▶ _Passage_:
'''
MEDIGAP (Medicare Supplement) plans may offer a few advantages should you choose this type of Medicare insurance. Your Medicare supplement (MEDIGAP) plan will cover you in any hospital or physician office in the U.S. that accept Original Medicare. This Medicare insurance option may favor those who travel around the U.S. or have specific physicians and facilities they prefer to use.
Medicare Advantage plans (Part C) are available through private insurance companies that contract with Original Medicare. A Medicare Advantage plan may also offer prescription drug (Part D) coverage included as part of the benefits. Most Medicare Advantage plans will have a lower monthly premium compared to a MEDIGAP plan. Some plans even offer a $0 monthly premium.
Medicare Advantage plans provide coverage for physician visits and hospital stays. Some plans also include services not covered by Original Medicare like routine vision and dental. Coverage may not be available if you are out of network. Review the Medicare Advantage plan options with a local Medicare specialist to understand the plan benefits available in your county.
What enrollment period applies to you?
When you are ready to enroll with Original Medicare and the Medicare insurance plan of your choice, you are entering an enrollment period. There are several different enrollment periods when you are eligible or enrolled with Original Medicare and a Medicare insurance plan. Which one fits you?
Initial Enrollment Period
Unless you qualify for automatic enrollment, you will need to sign up for Original Medicare Part A and Part B during your Initial Enrollment Period (IEP). Your IEP begins three months before you turn 65 and end three month after your month of eligibility.
If you are turning 65 and already receiving Social Security or Railroad Retirement Benefits, you will be automatically enrolled into Medicare Part A and Part B beginning the first day of your birthday month. If you are not receiving Social Security or Railroad Retirement Benefits when you turn 65, you will need to sign up for Original Medicare and choose a Medicare insurance plan.
General Enrollment Period
If you did not enroll in Original Medicare during your Initial Enrollment Period, you can still apply and enroll during the General Enrollment Period. The General Enrollment Period runs from January 1 to March 31 each year. If you use this enrollment period, your coverage will begin on July 1st of that year. It is possible that you will face a late-enrollment penalty if you miss the IEP.
'''
▶ _Data excerpts_:
'''
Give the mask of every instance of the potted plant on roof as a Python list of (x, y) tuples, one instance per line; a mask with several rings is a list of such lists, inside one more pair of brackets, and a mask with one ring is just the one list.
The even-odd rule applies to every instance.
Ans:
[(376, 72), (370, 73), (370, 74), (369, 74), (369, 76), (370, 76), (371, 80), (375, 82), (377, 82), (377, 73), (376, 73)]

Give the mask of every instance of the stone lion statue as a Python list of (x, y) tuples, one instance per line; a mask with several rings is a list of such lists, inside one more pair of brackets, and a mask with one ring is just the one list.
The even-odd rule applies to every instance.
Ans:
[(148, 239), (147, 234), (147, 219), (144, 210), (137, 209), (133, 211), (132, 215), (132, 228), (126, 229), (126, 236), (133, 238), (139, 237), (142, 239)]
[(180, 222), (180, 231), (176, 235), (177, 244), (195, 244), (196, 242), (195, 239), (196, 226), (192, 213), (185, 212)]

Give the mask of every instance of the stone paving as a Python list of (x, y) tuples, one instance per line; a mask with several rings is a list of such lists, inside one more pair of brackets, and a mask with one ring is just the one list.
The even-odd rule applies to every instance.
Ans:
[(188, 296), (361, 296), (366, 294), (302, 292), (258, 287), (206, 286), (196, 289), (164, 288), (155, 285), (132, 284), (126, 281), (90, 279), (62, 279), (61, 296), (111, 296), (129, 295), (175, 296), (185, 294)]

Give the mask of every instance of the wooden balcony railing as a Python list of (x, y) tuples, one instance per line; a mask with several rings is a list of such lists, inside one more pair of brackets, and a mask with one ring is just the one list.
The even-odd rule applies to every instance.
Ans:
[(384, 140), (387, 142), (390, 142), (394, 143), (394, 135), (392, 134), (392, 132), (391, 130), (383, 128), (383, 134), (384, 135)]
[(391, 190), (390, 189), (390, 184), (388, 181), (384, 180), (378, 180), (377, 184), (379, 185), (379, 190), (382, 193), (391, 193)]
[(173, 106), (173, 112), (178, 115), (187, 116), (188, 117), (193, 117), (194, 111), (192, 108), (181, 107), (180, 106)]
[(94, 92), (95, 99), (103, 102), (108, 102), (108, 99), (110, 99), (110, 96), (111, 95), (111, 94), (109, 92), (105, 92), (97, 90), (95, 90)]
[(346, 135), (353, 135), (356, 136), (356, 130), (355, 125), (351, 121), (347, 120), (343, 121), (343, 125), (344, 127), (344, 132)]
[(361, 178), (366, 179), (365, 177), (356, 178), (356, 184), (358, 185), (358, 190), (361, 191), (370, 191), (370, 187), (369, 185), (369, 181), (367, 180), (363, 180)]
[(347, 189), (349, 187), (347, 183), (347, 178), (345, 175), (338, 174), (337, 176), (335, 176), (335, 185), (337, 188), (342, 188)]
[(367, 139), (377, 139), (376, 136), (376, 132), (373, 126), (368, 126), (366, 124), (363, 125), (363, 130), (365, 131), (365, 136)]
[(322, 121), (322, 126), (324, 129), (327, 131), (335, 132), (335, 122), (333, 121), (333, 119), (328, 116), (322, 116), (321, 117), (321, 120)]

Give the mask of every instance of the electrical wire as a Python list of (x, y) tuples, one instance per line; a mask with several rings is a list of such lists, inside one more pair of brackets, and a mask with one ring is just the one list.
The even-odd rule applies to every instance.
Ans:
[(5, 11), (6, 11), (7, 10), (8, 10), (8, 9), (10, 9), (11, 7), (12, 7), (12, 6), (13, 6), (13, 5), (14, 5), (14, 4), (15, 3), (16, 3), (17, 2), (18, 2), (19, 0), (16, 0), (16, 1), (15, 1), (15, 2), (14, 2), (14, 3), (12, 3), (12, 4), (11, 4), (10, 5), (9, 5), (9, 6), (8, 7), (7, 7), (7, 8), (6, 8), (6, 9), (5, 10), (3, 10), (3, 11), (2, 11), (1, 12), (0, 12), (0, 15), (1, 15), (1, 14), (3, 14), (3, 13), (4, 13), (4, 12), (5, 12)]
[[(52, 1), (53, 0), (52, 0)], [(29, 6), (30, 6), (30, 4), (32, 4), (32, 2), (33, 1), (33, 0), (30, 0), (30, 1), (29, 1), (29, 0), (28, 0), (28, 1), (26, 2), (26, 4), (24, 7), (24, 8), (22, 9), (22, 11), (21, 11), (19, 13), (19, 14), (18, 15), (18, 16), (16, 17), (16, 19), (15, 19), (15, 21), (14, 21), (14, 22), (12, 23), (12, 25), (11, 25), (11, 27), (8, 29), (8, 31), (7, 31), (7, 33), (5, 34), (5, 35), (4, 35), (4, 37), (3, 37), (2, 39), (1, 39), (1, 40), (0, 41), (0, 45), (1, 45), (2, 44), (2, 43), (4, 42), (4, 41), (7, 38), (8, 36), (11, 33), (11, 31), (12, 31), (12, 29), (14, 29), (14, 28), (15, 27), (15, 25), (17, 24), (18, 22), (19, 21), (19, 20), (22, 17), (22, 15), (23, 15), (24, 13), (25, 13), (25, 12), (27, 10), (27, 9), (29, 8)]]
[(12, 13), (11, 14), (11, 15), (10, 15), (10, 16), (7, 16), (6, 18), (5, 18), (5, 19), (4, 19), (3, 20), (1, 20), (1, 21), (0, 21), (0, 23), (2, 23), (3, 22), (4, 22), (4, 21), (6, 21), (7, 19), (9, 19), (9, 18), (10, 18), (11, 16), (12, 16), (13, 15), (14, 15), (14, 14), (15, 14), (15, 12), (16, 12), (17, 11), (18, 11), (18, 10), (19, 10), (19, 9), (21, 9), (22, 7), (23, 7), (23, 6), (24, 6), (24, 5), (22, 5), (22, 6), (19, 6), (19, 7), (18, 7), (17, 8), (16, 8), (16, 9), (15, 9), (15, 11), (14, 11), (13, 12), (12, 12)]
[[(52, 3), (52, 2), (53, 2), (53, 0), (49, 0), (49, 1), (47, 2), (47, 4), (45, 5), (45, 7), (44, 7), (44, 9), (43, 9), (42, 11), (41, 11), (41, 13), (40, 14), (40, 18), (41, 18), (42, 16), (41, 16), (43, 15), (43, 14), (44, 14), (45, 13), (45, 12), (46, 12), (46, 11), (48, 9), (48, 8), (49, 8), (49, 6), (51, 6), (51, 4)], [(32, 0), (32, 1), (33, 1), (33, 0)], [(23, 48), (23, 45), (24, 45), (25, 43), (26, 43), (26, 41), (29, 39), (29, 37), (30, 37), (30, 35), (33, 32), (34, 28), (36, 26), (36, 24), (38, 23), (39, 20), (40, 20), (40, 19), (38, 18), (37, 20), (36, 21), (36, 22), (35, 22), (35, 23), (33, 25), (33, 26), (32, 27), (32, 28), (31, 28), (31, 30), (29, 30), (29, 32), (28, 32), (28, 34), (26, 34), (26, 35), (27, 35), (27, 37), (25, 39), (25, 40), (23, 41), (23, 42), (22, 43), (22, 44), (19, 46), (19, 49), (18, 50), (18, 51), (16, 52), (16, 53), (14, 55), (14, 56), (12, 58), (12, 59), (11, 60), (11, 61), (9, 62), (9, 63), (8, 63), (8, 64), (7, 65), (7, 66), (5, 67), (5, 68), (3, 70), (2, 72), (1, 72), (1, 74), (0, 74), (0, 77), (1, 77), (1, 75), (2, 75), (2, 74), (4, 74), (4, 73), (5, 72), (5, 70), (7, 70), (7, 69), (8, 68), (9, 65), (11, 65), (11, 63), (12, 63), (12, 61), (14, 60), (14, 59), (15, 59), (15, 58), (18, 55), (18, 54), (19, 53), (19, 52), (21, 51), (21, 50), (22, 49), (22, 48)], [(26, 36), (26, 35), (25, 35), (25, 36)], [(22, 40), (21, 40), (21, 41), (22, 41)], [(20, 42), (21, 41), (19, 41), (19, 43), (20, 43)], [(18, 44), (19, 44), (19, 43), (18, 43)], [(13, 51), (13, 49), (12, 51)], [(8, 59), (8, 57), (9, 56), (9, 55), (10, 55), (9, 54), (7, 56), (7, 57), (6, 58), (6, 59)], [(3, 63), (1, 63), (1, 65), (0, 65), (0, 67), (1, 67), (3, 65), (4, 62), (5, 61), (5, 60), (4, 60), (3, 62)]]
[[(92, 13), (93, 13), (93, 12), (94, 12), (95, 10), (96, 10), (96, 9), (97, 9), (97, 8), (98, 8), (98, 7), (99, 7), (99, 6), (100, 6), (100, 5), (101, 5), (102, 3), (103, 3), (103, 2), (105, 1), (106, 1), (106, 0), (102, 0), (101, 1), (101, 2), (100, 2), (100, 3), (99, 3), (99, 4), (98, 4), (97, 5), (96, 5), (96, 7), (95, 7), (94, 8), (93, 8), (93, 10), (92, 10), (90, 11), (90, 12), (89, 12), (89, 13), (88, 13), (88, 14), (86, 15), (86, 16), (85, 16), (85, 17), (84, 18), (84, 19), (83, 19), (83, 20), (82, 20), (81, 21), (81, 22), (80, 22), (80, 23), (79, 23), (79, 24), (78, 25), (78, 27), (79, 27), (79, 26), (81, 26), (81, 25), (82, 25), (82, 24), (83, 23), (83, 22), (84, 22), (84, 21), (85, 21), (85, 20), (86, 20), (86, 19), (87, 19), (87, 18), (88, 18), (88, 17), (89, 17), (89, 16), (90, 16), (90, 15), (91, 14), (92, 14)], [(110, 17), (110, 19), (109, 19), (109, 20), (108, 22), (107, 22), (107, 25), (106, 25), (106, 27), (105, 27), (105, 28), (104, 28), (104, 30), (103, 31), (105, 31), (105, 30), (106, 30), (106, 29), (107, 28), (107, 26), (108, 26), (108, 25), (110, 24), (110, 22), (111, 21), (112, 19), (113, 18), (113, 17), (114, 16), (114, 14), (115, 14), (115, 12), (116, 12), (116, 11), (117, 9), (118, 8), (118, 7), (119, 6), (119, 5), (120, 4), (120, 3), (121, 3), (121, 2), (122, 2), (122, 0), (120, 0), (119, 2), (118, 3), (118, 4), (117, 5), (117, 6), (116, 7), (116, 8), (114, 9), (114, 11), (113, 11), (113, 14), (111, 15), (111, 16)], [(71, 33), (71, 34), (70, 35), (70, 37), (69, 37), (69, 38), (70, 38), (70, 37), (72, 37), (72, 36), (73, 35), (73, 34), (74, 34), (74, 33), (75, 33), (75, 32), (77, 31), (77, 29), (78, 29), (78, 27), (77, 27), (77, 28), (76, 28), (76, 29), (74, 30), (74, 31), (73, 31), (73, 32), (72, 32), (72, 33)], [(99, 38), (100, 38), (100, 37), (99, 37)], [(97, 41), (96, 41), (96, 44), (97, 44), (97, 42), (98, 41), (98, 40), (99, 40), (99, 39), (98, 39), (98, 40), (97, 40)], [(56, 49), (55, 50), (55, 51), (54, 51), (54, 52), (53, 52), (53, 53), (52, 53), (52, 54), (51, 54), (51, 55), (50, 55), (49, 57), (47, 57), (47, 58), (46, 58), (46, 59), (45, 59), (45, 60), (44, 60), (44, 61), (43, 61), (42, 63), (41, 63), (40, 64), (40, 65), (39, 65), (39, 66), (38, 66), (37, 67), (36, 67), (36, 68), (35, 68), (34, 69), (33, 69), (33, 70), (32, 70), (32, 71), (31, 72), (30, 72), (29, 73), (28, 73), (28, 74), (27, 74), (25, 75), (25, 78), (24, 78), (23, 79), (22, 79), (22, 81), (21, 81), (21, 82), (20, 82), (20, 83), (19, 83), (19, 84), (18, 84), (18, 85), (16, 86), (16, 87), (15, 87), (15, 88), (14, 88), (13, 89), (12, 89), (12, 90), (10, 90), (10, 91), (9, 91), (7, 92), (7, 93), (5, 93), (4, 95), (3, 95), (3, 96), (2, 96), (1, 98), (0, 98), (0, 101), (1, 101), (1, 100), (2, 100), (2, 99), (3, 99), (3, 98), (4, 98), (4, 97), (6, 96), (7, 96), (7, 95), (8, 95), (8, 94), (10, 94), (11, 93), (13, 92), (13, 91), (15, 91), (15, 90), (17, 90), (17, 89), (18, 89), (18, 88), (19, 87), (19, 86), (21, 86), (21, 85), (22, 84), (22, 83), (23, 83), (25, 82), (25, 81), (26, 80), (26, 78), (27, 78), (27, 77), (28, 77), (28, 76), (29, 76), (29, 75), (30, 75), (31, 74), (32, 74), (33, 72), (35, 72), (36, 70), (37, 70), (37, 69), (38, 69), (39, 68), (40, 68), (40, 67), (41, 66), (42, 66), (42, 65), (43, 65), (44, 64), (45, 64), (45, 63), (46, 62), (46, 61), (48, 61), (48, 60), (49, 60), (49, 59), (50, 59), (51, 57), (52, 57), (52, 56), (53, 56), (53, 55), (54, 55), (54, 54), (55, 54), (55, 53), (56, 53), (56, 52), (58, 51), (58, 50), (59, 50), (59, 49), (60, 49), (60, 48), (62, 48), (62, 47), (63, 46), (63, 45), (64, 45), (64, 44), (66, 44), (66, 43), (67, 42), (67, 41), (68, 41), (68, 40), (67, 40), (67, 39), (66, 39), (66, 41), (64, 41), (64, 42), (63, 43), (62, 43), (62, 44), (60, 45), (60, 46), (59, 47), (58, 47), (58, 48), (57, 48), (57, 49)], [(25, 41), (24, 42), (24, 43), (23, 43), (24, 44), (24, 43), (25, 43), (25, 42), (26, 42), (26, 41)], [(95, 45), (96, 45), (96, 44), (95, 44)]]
'''
In the Medicare passage, when does coverage begin for someone who enrolls during the General Enrollment Period?

▶ _Completed task_:
On July 1st of that year.